● HOW TO COMPLETE THIS TASK
For every record here, output an exact copy.

● GIVEN RECORDS
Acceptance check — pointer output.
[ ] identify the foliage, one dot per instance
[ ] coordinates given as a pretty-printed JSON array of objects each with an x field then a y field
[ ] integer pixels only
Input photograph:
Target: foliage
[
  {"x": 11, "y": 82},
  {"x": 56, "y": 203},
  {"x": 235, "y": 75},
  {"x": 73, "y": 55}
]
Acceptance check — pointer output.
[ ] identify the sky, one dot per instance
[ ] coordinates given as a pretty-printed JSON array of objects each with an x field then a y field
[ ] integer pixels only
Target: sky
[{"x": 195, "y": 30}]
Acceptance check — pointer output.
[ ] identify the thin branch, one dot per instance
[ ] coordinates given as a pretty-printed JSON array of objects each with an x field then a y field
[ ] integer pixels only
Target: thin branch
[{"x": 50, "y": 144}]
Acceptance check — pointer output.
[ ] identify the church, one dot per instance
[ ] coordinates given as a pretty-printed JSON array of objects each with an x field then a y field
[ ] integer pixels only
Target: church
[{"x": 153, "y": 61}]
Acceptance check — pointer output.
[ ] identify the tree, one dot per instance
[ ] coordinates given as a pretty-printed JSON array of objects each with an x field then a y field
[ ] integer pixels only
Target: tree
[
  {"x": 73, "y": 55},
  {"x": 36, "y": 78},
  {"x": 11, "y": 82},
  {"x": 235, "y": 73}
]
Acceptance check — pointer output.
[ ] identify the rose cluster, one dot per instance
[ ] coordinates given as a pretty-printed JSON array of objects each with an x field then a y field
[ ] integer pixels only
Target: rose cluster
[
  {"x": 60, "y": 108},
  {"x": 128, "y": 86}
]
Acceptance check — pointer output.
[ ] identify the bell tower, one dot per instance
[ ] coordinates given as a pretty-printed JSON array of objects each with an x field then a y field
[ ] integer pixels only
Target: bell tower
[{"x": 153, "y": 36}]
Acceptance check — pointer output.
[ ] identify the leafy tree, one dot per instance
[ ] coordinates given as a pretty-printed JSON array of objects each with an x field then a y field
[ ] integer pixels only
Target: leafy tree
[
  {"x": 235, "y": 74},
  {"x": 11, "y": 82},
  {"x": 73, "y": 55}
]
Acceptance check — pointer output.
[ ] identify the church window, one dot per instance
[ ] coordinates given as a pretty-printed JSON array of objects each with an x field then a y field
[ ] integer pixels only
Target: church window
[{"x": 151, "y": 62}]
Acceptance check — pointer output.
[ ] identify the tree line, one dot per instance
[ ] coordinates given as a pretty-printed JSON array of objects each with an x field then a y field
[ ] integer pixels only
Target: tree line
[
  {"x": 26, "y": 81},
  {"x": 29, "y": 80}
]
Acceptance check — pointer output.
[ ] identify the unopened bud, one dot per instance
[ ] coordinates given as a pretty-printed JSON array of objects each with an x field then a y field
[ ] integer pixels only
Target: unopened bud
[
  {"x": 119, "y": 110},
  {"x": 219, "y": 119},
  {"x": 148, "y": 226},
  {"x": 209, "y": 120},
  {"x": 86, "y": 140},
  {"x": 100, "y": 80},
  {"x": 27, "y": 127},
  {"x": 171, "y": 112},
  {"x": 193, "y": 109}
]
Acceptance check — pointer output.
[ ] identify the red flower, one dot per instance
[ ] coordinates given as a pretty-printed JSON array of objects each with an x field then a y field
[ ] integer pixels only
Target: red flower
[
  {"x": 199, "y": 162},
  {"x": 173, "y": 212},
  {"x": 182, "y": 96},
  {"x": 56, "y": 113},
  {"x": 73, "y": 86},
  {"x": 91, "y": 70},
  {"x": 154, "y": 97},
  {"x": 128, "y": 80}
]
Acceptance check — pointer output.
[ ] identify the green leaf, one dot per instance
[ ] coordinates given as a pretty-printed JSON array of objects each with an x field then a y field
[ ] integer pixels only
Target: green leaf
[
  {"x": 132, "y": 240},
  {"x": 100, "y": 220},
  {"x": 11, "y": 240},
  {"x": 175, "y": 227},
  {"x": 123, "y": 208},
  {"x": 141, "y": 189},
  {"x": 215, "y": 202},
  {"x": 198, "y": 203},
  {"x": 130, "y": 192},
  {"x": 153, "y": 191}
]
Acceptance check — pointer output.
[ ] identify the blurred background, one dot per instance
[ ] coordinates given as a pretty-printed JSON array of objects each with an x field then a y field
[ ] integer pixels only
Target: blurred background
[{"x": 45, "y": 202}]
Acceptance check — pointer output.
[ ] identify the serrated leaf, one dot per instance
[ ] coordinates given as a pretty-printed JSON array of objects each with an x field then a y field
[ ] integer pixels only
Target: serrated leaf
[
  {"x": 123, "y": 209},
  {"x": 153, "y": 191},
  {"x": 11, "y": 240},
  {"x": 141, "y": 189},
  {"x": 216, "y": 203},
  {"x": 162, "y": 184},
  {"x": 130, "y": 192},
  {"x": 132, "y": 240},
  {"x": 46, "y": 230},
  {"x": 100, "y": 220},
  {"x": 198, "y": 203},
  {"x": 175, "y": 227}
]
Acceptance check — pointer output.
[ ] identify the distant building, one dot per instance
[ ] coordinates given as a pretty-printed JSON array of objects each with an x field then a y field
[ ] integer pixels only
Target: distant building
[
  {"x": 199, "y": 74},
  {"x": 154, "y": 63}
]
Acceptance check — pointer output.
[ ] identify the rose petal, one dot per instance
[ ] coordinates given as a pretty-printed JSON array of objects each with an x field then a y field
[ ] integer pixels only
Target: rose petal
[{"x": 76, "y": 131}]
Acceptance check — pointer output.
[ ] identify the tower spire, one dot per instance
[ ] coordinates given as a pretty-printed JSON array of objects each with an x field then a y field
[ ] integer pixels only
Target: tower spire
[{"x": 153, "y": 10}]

● ANSWER TO THE PROBLEM
Acceptance check — pointer output.
[ ] identify the foliage, one dot per instance
[ ] coordinates given as a pretty-printed JSON array of objects each with an x field then a y field
[ ] integer pixels only
Input photograph:
Target: foliage
[
  {"x": 11, "y": 82},
  {"x": 56, "y": 203},
  {"x": 235, "y": 75},
  {"x": 73, "y": 55}
]
Acceptance check — pointer output.
[ ] identify the sky, one dot per instance
[ ] coordinates given as a pretty-printed JSON array of objects each with an x field then a y field
[ ] integer pixels only
Target: sky
[{"x": 195, "y": 30}]
Acceptance check — pointer output.
[ ] identify the thin branch, one dot per instance
[ ] coordinates given as a pretty-printed JSON array of objects each with an x field then a y field
[ ] integer pixels only
Target: thin branch
[{"x": 50, "y": 144}]
Acceptance check — pointer output.
[ ] identify the church, one dot per instance
[ ] coordinates given as a pretty-printed JSON array of objects each with an x field then a y field
[ ] integer pixels only
Target: church
[{"x": 153, "y": 61}]
Acceptance check — pointer output.
[ ] identify the tree, one dot per instance
[ ] coordinates given as a pretty-printed JSON array of objects each with an x field then a y field
[ ] integer pixels only
Target: tree
[
  {"x": 73, "y": 55},
  {"x": 36, "y": 78},
  {"x": 11, "y": 82},
  {"x": 235, "y": 73}
]
Acceptance check — pointer output.
[ ] identify the rose cluster, one dot per instance
[ ] coordinates given as a pretty-printed JSON array of objects each with an x field then a y field
[ ] integer pixels only
Target: rose cluster
[
  {"x": 60, "y": 108},
  {"x": 128, "y": 86}
]
Acceptance check — pointer output.
[ ] identify the bell tower, one dot per instance
[ ] coordinates given as a pretty-printed JSON array of objects each with an x field then a y field
[ ] integer pixels only
Target: bell tower
[{"x": 153, "y": 36}]
Acceptance check — pointer output.
[ ] identify the leafy tree, one dot per instance
[ ] coordinates given as a pretty-printed JSON array of objects each with an x field then a y field
[ ] integer pixels only
Target: leafy tree
[
  {"x": 235, "y": 74},
  {"x": 11, "y": 82},
  {"x": 73, "y": 55}
]
Acceptance check — pointer output.
[ ] identify the church window, one dot per instance
[ ] coordinates given as a pretty-printed JSON array of objects each with an x field then a y field
[ ] integer pixels only
Target: church window
[{"x": 151, "y": 62}]
Acceptance check — pointer output.
[ ] identify the tree line, one dot per instance
[ ] coordinates given as a pretty-printed JSON array of objects each with an x field then a y field
[ ] integer pixels only
Target: tree line
[
  {"x": 26, "y": 81},
  {"x": 29, "y": 80}
]
Acceptance check — pointer output.
[ ] identify the unopened bud, one dot per instance
[ ] coordinates given as a pretty-printed JSON array of objects each with an x field then a y field
[ ] integer pixels only
Target: unopened bud
[
  {"x": 119, "y": 110},
  {"x": 219, "y": 119},
  {"x": 148, "y": 226},
  {"x": 209, "y": 120},
  {"x": 86, "y": 140},
  {"x": 100, "y": 80},
  {"x": 27, "y": 127},
  {"x": 171, "y": 112},
  {"x": 193, "y": 109}
]
Acceptance check — pointer output.
[ ] identify the red flower, one dot per instance
[ ] coordinates given as a pretty-printed JSON array of objects each with an x field then a y field
[ ] integer pixels only
Target: red flower
[
  {"x": 199, "y": 162},
  {"x": 173, "y": 212},
  {"x": 182, "y": 96},
  {"x": 56, "y": 113},
  {"x": 73, "y": 86},
  {"x": 91, "y": 70},
  {"x": 154, "y": 97},
  {"x": 128, "y": 80}
]
Acceptance check — pointer output.
[ ] identify the green leaf, one dot per instance
[ ] coordinates given as a pretty-printed JSON array of objects each with an x field then a y field
[ ] integer pixels only
Target: green leaf
[
  {"x": 132, "y": 240},
  {"x": 100, "y": 220},
  {"x": 11, "y": 240},
  {"x": 175, "y": 227},
  {"x": 123, "y": 208},
  {"x": 141, "y": 189},
  {"x": 215, "y": 202},
  {"x": 198, "y": 203},
  {"x": 130, "y": 192},
  {"x": 153, "y": 191}
]
Acceptance check — pointer output.
[ ] identify the blurred background, one dot per instance
[ ] coordinates given as a pretty-printed JSON array of objects each with an x field then a y field
[ ] integer pixels only
Target: blurred background
[{"x": 45, "y": 202}]
Acceptance check — pointer output.
[ ] identify the serrated leaf, one dot per instance
[ ] coordinates given as a pretty-printed JSON array of objects each with an x field then a y field
[ ] integer pixels only
Target: serrated leaf
[
  {"x": 123, "y": 209},
  {"x": 153, "y": 191},
  {"x": 11, "y": 240},
  {"x": 141, "y": 189},
  {"x": 216, "y": 203},
  {"x": 162, "y": 184},
  {"x": 130, "y": 192},
  {"x": 132, "y": 240},
  {"x": 46, "y": 230},
  {"x": 100, "y": 220},
  {"x": 198, "y": 203},
  {"x": 175, "y": 227}
]
Acceptance check — pointer output.
[ ] identify the distant building, one dot per instance
[ ] coordinates given as a pretty-printed JSON array of objects each with an x field then a y field
[ ] integer pixels only
Target: distant building
[
  {"x": 199, "y": 74},
  {"x": 154, "y": 63}
]
Acceptance check — pointer output.
[ ] identify the rose petal, one dot per instance
[ ] coordinates given as a pretty-printed JSON array of objects each with an x field then a y field
[ ] integer pixels only
Target: rose petal
[{"x": 76, "y": 131}]
Acceptance check — pointer output.
[ ] identify the tower spire, one dot per instance
[ ] coordinates given as a pretty-printed JSON array of objects each with an x field then a y field
[ ] integer pixels only
Target: tower spire
[{"x": 153, "y": 10}]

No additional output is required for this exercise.